Poursuivez le texte sur la cybersécurité des collectivités territoriales à partir de sa dernière phrase.

» **Texte de lecture**:
• • • • •

Plus largement, l’ANSSI propose aux entités publiques de la veille, des portails et des outils automatisés de haute valeur pour sécuriser leurs projets, évaluer la sécurité de leur infrastructure critique et mesurer leur exposition sur Internet. Le plus simple est de nous contacter à paca@ssi.gouv.fr pour en bénéficier gratuitement.

Quels sont les principaux enseignements tirés des incidents de cybersécurité survenus dans les collectivités territoriales ?

Sur un plan très concret, déjà disposer de sauvegardes régulières, stockées hors ligne, et dont la restauration a été testée, au moins pour ses données les plus critiques. Toutes les victimes à qui ces sauvegardes hors ligne manquaient, ou chez qui la restauration n’a pas fonctionné, ont vu l’impact financier et opérationnel de l’attaque exploser.

• • • • •

» **Liste**:
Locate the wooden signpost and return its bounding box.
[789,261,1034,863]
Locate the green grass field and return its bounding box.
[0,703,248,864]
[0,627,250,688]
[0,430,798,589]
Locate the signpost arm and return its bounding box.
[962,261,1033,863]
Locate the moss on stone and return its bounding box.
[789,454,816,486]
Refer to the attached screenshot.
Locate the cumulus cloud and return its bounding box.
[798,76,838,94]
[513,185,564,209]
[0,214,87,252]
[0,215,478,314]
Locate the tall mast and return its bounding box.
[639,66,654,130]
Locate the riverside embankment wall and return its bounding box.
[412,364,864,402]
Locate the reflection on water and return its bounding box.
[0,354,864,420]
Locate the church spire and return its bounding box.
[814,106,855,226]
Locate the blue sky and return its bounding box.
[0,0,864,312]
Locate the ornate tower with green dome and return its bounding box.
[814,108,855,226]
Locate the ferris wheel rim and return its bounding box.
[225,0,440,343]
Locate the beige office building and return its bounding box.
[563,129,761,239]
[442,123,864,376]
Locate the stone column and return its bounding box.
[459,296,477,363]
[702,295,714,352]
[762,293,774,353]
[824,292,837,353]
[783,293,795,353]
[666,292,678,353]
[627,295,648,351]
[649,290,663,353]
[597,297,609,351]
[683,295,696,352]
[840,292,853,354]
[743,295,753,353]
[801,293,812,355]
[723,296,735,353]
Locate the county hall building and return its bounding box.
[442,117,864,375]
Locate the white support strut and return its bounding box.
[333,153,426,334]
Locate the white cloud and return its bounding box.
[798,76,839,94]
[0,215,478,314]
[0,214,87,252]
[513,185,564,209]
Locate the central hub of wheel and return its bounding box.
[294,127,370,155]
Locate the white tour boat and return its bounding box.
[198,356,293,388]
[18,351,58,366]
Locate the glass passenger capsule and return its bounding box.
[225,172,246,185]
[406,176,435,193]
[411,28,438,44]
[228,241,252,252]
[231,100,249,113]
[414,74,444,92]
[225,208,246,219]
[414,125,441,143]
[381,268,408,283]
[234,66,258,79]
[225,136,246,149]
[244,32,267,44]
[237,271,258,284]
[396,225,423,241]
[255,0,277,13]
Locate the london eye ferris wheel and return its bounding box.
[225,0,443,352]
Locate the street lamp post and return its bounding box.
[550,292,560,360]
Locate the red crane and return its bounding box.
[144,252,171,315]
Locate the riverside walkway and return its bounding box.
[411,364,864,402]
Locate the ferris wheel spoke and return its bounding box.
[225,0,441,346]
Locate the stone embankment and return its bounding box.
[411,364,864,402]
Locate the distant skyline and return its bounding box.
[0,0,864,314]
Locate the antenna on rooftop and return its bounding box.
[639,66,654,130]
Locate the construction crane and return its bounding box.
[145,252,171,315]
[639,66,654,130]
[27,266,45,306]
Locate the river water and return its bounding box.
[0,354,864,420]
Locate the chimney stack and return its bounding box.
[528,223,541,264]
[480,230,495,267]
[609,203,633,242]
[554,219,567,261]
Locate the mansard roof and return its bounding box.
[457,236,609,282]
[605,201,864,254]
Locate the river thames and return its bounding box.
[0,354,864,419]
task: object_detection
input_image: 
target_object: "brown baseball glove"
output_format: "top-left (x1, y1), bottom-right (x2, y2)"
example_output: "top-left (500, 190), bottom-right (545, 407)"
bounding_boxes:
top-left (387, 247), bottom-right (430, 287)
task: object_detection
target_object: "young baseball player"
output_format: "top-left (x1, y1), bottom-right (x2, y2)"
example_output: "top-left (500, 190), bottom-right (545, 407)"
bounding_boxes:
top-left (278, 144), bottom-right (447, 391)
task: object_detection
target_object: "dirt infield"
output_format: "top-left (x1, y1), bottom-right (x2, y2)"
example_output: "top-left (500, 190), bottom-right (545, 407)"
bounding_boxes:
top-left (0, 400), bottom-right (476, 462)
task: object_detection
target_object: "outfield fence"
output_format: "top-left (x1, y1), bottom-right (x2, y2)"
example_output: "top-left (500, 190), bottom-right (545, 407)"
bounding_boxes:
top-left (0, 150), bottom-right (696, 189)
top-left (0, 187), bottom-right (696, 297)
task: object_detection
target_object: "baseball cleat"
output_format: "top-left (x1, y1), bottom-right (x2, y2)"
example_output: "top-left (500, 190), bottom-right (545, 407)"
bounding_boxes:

• • • • •

» **Réponse attendue**:
Ensuite, il faut garder à l’esprit que les impacts de la crise ne seront pas informatiques, même si la source est cyber. C’est donc bien toute l’organisation de gestion de crise de la collectivité qui doit se mobiliser… et se préparer en amont (nous travaillons d’ailleurs avec plusieurs interlocuteurs de la région à une proposition de fiche réflexe type, qui pourrait enrichir un PCS). Prévoir qui contacter en cas d’urgence est déjà un pas important.

Comment percevez-vous le constat selon lequel de nombreuses collectivités ne parviennent pas à assurer une protection adéquate en raison de contraintes budgétaires ? Quelles aides sont disponibles pour renforcer leur sécurité ?

Si la cybersécurité nécessite des efforts parfois difficiles à valoriser auprès des administrés, le coût et la visibilité d’une attaque sont toujours (beaucoup) plus élevés. Les ordres de grandeur partagés par des collectivités victimes, y compris de taille modeste, le démontrent à chaque fois.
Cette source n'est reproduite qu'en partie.